[prev in list] [next in list] [prev in thread] [next in thread] 

List:       jakarta-commons-dev
Subject:    Re: [commons-lang3] potential bug in CharSequenceUtils?
From:       Xeno Amess <xenoamess () gmail ! com>
Date:       2020-04-29 13:05:26
Message-ID: CAFF4x5LexkmNqxOdSPVcSTMmifznheamJ+OsSCrUYYvdX=1WiA () mail ! gmail ! com
[Download RAW message or body]


yes it is really a bug.
I created a fix pr (with test codes) at
https://github.com/apache/commons-lang/pull/529
check in it when you guys have time.


Xeno Amess <xenoamess@gmail.com> 于2020年4月29日周三 上午5:04写道:

> well when I look at StringUtil I found something like this.
>
> final char c1 = cs.charAt(index1++);
> final char c2 = substring.charAt(index2++);
>
> if (c1 == c2) {
>     continue;
> }
>
> if (!ignoreCase) {
>     return false;
> }
>
> // The same check as in String.regionMatches():
> if (Character.toUpperCase(c1) != Character.toUpperCase(c2)

Coordinate annotation entries
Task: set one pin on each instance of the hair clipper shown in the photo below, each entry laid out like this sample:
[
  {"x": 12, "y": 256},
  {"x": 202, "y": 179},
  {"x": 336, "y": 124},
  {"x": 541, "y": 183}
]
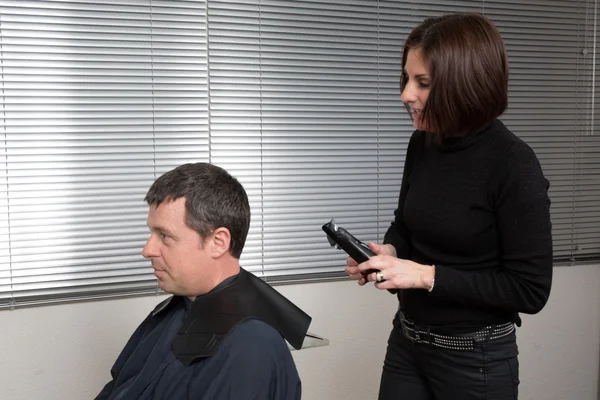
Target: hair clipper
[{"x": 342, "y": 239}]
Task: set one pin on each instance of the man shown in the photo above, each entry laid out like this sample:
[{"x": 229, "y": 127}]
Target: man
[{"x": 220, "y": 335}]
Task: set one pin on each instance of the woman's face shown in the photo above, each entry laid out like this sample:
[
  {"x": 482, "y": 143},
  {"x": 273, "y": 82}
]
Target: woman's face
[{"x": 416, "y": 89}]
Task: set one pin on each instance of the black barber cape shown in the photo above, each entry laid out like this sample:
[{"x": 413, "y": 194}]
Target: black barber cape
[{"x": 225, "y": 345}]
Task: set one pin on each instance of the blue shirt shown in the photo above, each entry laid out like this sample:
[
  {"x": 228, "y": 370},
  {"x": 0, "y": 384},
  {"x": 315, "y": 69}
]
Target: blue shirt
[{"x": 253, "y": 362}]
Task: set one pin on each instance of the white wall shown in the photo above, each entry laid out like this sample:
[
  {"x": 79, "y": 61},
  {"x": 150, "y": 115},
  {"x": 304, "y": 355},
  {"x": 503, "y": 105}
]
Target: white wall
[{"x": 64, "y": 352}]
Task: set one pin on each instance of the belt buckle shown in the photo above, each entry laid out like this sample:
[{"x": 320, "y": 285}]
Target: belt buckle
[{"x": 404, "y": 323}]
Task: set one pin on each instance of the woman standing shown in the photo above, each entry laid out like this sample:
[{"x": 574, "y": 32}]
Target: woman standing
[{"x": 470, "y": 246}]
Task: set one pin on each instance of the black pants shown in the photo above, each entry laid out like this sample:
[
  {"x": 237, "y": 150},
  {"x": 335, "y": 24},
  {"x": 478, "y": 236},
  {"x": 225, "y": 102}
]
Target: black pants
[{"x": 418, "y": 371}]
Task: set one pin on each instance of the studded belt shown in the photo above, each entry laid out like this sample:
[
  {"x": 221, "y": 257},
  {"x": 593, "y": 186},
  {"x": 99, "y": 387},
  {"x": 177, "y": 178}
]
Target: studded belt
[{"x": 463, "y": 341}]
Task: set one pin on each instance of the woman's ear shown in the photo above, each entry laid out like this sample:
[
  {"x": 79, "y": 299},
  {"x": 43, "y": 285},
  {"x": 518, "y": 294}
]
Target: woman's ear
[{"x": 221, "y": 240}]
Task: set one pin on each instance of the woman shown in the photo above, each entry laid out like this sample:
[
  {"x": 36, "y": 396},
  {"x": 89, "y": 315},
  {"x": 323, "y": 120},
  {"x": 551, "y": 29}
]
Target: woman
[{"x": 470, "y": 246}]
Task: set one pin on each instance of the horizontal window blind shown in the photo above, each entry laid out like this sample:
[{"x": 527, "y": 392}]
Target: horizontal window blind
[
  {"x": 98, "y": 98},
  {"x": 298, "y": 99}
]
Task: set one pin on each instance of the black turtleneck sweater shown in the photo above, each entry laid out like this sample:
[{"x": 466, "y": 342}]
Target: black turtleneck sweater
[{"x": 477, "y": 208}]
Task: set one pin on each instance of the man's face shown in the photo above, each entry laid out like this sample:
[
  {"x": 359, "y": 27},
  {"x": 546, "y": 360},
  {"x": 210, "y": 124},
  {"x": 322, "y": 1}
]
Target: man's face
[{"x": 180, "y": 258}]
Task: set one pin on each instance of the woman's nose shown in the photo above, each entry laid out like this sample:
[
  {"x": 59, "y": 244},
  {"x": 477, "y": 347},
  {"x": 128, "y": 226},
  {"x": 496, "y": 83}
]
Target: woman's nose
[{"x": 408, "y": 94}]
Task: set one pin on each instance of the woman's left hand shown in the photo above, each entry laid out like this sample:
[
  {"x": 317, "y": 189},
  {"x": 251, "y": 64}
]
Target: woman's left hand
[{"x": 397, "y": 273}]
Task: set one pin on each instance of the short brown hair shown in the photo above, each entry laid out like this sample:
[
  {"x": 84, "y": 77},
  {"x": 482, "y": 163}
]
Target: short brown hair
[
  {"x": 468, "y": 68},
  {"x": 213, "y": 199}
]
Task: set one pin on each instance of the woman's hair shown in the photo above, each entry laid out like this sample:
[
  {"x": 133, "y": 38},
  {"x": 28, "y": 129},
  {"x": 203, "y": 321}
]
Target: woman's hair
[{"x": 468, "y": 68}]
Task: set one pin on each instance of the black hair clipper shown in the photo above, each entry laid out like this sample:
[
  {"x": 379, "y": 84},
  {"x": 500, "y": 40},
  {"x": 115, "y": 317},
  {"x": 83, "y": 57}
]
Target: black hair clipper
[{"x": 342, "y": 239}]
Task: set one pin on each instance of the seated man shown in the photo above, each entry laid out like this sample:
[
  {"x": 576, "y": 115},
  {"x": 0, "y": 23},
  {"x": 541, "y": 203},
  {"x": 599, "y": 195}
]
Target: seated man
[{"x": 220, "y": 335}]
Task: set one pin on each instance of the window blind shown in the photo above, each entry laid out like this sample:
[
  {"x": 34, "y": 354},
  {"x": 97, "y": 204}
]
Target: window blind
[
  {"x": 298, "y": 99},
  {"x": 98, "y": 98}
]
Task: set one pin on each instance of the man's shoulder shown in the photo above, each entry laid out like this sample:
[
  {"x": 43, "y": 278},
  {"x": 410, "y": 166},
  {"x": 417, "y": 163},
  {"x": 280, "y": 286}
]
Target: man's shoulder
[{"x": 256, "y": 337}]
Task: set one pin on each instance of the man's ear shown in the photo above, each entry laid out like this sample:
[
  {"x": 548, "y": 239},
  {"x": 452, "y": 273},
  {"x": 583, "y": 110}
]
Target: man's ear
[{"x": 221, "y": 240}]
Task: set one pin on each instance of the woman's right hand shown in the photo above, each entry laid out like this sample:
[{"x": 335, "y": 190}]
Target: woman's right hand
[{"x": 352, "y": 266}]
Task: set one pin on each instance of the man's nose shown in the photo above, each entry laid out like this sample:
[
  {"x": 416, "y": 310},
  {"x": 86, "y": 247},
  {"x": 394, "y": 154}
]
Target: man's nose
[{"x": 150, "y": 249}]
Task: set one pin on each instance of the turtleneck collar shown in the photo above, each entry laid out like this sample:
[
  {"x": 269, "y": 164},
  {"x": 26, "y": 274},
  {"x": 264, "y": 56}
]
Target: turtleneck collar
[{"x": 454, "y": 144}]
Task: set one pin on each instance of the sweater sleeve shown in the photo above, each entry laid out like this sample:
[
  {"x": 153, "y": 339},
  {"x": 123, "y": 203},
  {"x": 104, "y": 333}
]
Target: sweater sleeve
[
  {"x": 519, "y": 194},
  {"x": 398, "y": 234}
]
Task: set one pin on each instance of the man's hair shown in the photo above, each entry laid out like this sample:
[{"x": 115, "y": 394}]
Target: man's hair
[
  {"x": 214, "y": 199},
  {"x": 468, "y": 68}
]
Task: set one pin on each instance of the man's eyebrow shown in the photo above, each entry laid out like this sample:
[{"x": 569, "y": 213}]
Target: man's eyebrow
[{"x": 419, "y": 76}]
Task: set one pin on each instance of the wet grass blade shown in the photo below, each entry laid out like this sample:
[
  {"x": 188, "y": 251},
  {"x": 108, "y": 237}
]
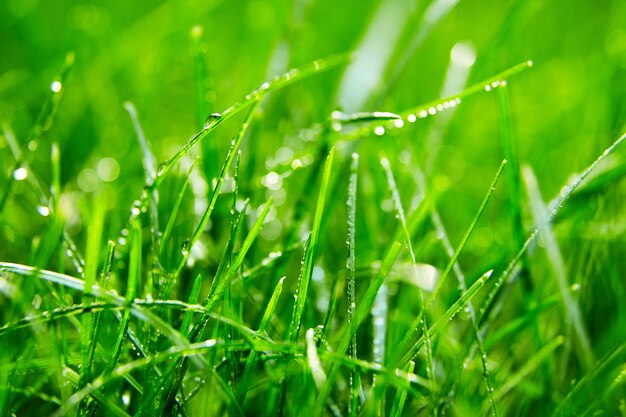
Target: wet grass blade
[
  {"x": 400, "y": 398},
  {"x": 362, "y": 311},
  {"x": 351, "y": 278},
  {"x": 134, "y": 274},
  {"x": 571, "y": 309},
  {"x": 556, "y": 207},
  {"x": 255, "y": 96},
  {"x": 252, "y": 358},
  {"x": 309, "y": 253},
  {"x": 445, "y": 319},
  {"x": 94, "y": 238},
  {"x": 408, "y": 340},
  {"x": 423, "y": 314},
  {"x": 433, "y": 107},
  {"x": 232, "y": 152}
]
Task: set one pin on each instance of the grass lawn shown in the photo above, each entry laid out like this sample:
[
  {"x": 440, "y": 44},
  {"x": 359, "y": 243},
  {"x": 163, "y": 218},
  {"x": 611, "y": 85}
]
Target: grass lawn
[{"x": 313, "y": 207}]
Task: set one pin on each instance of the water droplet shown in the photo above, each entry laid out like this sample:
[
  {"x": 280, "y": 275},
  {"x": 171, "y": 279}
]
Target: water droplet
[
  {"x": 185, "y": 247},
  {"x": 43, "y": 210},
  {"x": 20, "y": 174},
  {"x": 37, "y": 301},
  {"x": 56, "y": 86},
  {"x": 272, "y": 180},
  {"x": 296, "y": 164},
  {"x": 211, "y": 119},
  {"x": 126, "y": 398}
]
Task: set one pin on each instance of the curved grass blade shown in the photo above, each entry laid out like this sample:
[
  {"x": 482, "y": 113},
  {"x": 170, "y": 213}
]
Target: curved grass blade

◆ Task details: Continue the mailing-list message about the CharSequenceUtils bug from the point where it stops. The items were drawn from a separate source and are unrelated to the mailing-list message.

◆ Result for this exercise:
>         && Character.toLowerCase(c1) != Character.toLowerCase(c2)) {
>     return false;
> }
>
> But it actually is not quite same to what in String.regionMatches.
> the code part in String.regionMatches. in JKD8 is actually
>
> char c1 = ta[to++];
> char c2 = pa[po++];
> if (c1 == c2) {
>     continue;
> }
> if (ignoreCase) {
>     // If characters don't match but case may be ignored,
>     // try converting both characters to uppercase.
>     // If the results match, then the comparison scan should
>     // continue.
>     char u1 = Character.toUpperCase(c1);
>     char u2 = Character.toUpperCase(c2);
>     if (u1 == u2) {
>         continue;
>     }
>     // Unfortunately, conversion to uppercase does not work properly
>     // for the Georgian alphabet, which has strange rules about case
>     // conversion.  So we need to make one last check before
>     // exiting.
>     if (Character.toLowerCase(u1) == Character.toLowerCase(u2)) {
>         continue;
>     }
> }
>
> see, the chars to invoke Character.toLowerCase is actually u1 and u2, but
> according to logic  in CharSequenceUtils they should be c1 and c2.
> If they are functional equal, then why oracle guys create the two
> variables u1 and u2? That is a waste of time then.
> So I think it might be a bug.
> But me myself know nothing about Georgian.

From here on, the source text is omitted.